_Written request_
Determine how many lines in the rows below contain the string "query", matching case exactly. Reply with the number alone.

_Exercise inputs_

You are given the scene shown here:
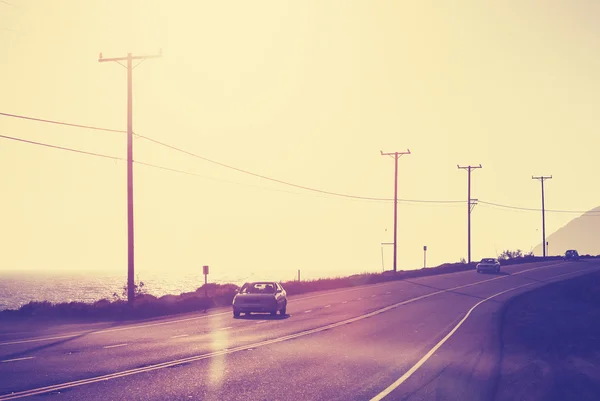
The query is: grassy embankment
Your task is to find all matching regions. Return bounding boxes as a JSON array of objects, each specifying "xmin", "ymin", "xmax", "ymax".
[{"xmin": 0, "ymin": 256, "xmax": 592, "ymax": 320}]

---

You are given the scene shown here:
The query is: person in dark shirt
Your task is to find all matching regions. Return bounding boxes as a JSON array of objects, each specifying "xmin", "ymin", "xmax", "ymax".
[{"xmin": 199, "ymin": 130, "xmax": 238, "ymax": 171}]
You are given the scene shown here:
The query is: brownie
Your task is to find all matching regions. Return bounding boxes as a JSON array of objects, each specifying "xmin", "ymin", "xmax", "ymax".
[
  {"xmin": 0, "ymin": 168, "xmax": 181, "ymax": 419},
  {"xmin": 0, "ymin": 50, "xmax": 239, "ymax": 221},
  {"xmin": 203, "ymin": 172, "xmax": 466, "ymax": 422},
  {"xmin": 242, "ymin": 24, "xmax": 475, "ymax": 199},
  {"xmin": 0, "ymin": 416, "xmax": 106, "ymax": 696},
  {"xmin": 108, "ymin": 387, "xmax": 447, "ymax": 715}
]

_Result of this exercise_
3